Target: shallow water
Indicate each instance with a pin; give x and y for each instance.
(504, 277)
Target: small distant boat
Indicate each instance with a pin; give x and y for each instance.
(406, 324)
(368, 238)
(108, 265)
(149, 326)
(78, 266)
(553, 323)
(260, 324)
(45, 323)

----

• [Work to be completed]: Convert the material from the line containing "Target: small distant boat" through the final line into a JSON list of strings, one string per line, leaving out any blank lines.

• [Answer to the task]:
[
  "Target: small distant boat",
  "Indicate each instance with a pin; give x and y for each instance.",
  "(406, 324)",
  "(368, 238)",
  "(108, 265)",
  "(149, 326)",
  "(78, 266)",
  "(553, 323)",
  "(260, 324)",
  "(45, 323)"
]